> [Excerpted passage]
Trip of a Lifetime Inspires Charity That is Saving Lives

Judy Kendall set out to travel the world and in the process found inspiration to make a difference.

Writer  /  Lynda Hedberg Thies

Photographer  /  Brian Brosmer

In 2007 Judy Kendall had just sent her youngest child off to college and began contemplating what the next chapter of her life would look like. Working full time at IU Health, Judy was an organizer and self-described detail-oriented person, not someone to go anywhere without a plan. But now an empty nester, she remembered her lifelong dream to travel to Africa. Eventually, she and a friend, who happened to be a native of South Africa, set off on a month-long African Safari. This was always intended to be the trip of a lifetime, but what she experienced on her trip changed her and South Africa forever.

While in South Africa, Kendall left the beaten path and wandered into the rural villages, and this is where her eyes were opened to the plight of so many African children.

[Stored data entries]
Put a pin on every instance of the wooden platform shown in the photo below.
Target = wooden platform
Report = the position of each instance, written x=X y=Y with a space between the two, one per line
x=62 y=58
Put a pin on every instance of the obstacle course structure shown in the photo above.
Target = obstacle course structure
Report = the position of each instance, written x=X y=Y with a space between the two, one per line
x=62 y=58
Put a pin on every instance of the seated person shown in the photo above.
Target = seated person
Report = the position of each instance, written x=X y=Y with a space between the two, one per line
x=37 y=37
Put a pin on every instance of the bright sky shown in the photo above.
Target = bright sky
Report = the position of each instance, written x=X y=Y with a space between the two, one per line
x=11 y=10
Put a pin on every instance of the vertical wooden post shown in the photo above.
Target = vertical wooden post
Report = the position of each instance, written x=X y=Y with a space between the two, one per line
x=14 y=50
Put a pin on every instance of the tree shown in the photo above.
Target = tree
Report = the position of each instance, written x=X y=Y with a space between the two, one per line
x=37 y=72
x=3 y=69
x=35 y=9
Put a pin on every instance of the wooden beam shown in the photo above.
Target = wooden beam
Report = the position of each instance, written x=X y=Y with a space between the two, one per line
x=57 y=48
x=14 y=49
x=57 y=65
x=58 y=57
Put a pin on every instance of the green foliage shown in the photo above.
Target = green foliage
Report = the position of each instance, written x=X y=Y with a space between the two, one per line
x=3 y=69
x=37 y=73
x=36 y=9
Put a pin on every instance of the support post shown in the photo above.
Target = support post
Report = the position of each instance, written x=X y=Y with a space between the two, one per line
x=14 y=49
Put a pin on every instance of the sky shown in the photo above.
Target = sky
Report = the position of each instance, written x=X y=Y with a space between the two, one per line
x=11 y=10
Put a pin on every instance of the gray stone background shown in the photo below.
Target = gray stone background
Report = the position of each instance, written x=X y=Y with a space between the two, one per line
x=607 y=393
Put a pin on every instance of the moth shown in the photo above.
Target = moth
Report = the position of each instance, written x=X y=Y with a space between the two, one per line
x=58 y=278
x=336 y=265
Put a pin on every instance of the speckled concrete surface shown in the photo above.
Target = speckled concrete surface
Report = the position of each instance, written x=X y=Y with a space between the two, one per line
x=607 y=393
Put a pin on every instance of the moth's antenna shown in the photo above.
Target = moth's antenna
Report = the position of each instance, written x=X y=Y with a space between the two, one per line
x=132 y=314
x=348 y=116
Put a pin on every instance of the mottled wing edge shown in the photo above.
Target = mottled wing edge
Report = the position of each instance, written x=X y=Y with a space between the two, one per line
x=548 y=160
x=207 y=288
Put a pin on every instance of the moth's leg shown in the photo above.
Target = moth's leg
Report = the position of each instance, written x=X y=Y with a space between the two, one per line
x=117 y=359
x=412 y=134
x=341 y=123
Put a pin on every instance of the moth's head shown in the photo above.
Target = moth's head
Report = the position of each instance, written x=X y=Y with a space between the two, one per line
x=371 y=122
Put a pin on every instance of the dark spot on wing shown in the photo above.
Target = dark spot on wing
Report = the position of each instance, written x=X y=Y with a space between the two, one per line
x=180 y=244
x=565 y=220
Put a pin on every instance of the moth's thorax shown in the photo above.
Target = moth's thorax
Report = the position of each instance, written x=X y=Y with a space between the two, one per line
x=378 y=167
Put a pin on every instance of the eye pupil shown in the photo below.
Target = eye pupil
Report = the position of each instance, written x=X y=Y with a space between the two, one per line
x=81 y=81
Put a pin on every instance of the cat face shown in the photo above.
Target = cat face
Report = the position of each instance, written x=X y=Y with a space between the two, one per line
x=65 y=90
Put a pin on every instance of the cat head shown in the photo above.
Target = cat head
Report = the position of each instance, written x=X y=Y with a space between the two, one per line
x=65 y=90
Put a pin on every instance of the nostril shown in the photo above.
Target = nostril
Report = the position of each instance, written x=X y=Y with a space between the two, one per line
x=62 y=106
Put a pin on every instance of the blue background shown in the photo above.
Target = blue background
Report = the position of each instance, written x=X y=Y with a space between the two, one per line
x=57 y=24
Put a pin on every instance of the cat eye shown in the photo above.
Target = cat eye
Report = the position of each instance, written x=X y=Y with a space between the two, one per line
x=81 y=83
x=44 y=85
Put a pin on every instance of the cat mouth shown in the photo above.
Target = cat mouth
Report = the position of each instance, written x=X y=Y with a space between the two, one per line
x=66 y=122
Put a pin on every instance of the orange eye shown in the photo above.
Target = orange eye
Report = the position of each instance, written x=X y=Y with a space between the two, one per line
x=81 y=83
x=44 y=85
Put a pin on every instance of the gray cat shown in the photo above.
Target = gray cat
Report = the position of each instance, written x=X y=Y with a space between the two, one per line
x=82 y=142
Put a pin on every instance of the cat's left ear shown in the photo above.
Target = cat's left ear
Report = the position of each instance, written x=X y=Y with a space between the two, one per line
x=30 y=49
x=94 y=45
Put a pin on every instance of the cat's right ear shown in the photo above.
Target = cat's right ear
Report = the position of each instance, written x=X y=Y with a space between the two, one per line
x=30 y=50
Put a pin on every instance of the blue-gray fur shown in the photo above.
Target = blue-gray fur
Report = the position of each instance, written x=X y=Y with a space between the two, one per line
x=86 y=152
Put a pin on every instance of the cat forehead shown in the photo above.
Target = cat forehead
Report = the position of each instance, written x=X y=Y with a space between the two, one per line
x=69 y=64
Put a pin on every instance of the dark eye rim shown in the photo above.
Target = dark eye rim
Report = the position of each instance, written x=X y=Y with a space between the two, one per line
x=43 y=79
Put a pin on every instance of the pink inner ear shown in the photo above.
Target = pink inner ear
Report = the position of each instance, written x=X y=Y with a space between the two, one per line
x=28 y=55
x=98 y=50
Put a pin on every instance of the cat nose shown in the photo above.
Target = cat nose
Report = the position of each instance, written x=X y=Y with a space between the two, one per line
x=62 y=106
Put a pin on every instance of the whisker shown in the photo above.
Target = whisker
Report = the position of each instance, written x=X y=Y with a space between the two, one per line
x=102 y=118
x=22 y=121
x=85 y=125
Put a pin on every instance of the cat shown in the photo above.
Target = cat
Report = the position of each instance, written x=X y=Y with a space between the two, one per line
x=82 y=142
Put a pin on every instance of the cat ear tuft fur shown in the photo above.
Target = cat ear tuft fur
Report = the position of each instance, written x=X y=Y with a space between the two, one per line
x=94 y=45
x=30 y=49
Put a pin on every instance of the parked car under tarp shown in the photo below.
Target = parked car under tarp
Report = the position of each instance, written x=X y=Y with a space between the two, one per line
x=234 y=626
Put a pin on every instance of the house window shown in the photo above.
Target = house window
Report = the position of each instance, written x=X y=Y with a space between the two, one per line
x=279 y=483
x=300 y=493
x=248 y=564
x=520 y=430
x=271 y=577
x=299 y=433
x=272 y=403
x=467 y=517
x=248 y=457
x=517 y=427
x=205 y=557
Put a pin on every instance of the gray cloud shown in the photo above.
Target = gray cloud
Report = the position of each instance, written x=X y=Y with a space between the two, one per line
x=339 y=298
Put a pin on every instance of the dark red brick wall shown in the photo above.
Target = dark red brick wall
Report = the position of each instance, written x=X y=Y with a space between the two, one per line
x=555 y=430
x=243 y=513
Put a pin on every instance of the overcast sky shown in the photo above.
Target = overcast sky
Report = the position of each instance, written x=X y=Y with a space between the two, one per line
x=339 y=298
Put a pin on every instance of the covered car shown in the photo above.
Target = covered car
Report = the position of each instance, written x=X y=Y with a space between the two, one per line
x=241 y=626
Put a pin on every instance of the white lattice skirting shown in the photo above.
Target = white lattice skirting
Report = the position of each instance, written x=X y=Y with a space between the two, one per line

> [Work request A] Swap "South Africa" for "Namibia" everywhere in the part of the Africa trip article that opens with "Writer  /  Lynda" and closes with "many African children.", and give that part again.
> [Work request B] Write the next part of the article about Judy Kendall's trip to Africa, carrying on from its last sentence.
The stored data entries are separate material, apart from the article.

> [Task answer A]
Writer  /  Lynda Hedberg Thies

Photographer  /  Brian Brosmer

In 2007 Judy Kendall had just sent her youngest child off to college and began contemplating what the next chapter of her life would look like. Working full time at IU Health, Judy was an organizer and self-described detail-oriented person, not someone to go anywhere without a plan. But now an empty nester, she remembered her lifelong dream to travel to Africa. Eventually, she and a friend, who happened to be a native of Namibia, set off on a month-long African Safari. This was always intended to be the trip of a lifetime, but what she experienced on her trip changed her and Namibia forever.

While in Namibia, Kendall left the beaten path and wandered into the rural villages, and this is where her eyes were opened to the plight of so many African children.

> [Task answer B]
Kendall’s voice cracked as she explained, “I saw things that disturbed me deeply. There was hunger like you’ve never seen here in the U.S. Kids were begging when they should have been in school. People were walking hours just to get clean water that was typically full of parasites and created sickness beyond anything you have ever known. If they did go to the emergency room in a hospital, they oftentimes did not have the facilities to accommodate those needing the treatment, so they often would lie down on the lawn of the hospital to wait. But even if they could diagnose you, they often didn’t have the skill or the medicine to treat them.”

It was on the 30-hour trip back to the United States when Kendall knew she had to raise money to help those children. She had no idea where to start, but she knew she could not return home and allow those kids to suffer or die.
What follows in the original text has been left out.